**TASK STATEMENT:**
Write out the whole listing again, exactly.

* * * * * * * * *

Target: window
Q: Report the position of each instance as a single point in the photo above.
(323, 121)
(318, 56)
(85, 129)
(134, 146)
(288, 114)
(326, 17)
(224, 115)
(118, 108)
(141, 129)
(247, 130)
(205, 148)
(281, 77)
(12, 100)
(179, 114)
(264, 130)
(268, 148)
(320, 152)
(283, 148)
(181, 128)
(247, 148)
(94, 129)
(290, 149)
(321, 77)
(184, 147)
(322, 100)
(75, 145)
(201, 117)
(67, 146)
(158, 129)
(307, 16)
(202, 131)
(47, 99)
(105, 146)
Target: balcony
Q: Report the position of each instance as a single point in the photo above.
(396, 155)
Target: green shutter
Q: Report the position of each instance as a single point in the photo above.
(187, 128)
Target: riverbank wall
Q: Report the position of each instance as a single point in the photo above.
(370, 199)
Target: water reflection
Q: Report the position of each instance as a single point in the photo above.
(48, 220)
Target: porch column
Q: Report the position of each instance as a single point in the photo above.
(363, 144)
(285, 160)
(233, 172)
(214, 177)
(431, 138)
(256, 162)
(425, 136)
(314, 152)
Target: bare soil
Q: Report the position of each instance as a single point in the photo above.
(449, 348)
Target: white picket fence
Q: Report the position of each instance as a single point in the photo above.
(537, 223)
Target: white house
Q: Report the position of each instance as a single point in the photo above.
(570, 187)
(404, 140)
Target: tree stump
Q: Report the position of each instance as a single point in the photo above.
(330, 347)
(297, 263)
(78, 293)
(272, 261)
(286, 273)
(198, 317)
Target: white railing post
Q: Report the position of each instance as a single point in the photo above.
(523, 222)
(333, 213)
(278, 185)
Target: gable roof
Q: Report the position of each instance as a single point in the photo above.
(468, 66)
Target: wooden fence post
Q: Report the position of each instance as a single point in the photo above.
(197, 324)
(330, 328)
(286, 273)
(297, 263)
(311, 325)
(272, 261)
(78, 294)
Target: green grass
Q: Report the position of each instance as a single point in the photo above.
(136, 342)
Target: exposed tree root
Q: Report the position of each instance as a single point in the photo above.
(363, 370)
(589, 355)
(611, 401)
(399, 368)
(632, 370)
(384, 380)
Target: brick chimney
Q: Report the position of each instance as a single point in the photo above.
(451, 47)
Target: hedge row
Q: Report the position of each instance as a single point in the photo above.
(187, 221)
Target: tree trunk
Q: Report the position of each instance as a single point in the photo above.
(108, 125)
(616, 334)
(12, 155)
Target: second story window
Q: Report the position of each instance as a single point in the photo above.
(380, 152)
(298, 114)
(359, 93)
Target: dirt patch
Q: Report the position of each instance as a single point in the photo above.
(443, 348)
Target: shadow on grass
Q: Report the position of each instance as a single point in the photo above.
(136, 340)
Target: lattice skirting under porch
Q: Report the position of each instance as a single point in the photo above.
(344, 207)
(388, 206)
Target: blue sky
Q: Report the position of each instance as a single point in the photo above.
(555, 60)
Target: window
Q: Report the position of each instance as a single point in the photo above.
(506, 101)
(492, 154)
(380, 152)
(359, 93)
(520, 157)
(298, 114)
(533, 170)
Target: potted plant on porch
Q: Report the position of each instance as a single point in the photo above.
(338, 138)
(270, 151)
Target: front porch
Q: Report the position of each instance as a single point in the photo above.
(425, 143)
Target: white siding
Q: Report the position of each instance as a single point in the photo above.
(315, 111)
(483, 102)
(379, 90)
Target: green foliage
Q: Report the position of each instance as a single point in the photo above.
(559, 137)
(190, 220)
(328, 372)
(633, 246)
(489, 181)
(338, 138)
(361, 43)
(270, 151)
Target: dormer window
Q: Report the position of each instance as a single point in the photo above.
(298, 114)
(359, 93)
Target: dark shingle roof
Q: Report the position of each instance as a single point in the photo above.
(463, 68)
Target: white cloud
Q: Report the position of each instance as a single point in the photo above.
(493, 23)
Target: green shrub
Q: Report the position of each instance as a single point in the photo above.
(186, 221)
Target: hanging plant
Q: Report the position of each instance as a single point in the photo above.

* * * * * * * * *

**ANSWER IN FULL:**
Target: window
Q: Report the position of each instance as a single point in the photo above.
(323, 121)
(318, 56)
(85, 129)
(134, 146)
(288, 114)
(326, 17)
(224, 115)
(118, 108)
(141, 129)
(247, 130)
(205, 148)
(281, 77)
(12, 100)
(179, 114)
(264, 130)
(268, 148)
(320, 152)
(283, 148)
(181, 128)
(247, 148)
(94, 129)
(290, 149)
(321, 77)
(184, 147)
(322, 100)
(75, 145)
(201, 117)
(67, 146)
(158, 129)
(307, 16)
(202, 131)
(47, 99)
(105, 146)
Target: balcony
Q: Report the position of each instance as a single point in the photo above.
(396, 155)
Target: green shutter
Q: Report the position of each instance as a single point in the photo above.
(187, 128)
Target: riverbank wall
Q: Report the position of each instance as a single point in the photo above.
(370, 199)
Target: water reflection
Q: Report the position of each instance as a single point in the photo above.
(48, 220)
Target: porch column
Q: Report the position of each instance as a single point in the photo above.
(363, 144)
(285, 160)
(233, 172)
(214, 177)
(431, 138)
(256, 162)
(425, 136)
(314, 152)
Target: bare soil
Q: Report the position of each instance as a single point in the photo above.
(449, 348)
Target: white picket fence
Q: Report the position of each instance as a single point in the photo above.
(537, 223)
Target: white house
Q: Report the position of each instance as a single point in the photo above.
(570, 187)
(404, 140)
Target: tree stump
Q: Report the position of each instance as a single point in the photo above.
(330, 347)
(297, 263)
(78, 293)
(272, 261)
(286, 273)
(198, 317)
Target: white railing post
Q: Report the position of each instance as a single point in the photo above.
(523, 222)
(333, 213)
(278, 185)
Target: gable roof
Q: Report the position of each instance as a single point in the photo above.
(468, 66)
Target: wooden fence post
Q: Report the position of each instance as a single point in the photo above.
(197, 324)
(330, 328)
(286, 273)
(297, 263)
(311, 325)
(272, 261)
(78, 294)
Target: green grass
Q: Report the position of each instance as a single point in the photo above.
(136, 342)
Target: exposed tree root
Q: Report the position of each instance as a single point in the photo above.
(363, 370)
(589, 355)
(611, 401)
(399, 368)
(632, 370)
(384, 380)
Target: brick chimney
Q: Report the position of each instance as a single point in the photo above.
(451, 47)
Target: hedge row
Q: Report the position of each instance as a single point in the photo above.
(187, 221)
Target: tree trunk
Q: Report the position of each instance as a single point in the photo above.
(108, 125)
(616, 334)
(12, 155)
Target: second story window
Q: Report the position of each instance as a single point in the photo above.
(380, 152)
(298, 114)
(359, 93)
Target: dirt patch
Q: Report the position of each instance as a single point in the photo above.
(443, 348)
Target: shadow on grass
Q: Report the position of each instance as a single point in the photo above.
(136, 340)
Target: lattice skirting under porch
Q: Report the position of each instance as a single point in the photo above.
(344, 207)
(388, 206)
Target: blue sky
Q: Report the position of each instance as a single point in the photo above.
(555, 60)
Target: window
Q: Report the position of each instance as a single point in the photo above.
(506, 101)
(492, 154)
(380, 152)
(359, 93)
(520, 157)
(298, 114)
(533, 170)
Target: potted plant on porch
Q: Report the position of each instance as a single point in the photo above.
(338, 138)
(270, 151)
Target: front porch
Q: Report the position of each instance as a single point in the photo above.
(425, 143)
Target: white siding
Q: Report the position of each instance as a single point in the photo above.
(315, 111)
(483, 102)
(379, 90)
Target: green foliage
Q: Report the position of each instance as a single point in the photo above.
(559, 137)
(190, 220)
(328, 372)
(633, 246)
(489, 181)
(338, 138)
(361, 43)
(270, 151)
Target: dormer window
Q: Report the position of each instance as a single point in the photo above.
(298, 114)
(359, 93)
Target: dark shingle roof
Q: Report the position of each instance as a single point in the photo above.
(463, 68)
Target: white cloud
Q: Report the position of each instance as a single point in the photo above.
(493, 23)
Target: green shrub
Q: Report the position of each instance as a single point in the photo above.
(186, 221)
Target: hanging plant
Q: Report the position of each instance as a single point in the photo above.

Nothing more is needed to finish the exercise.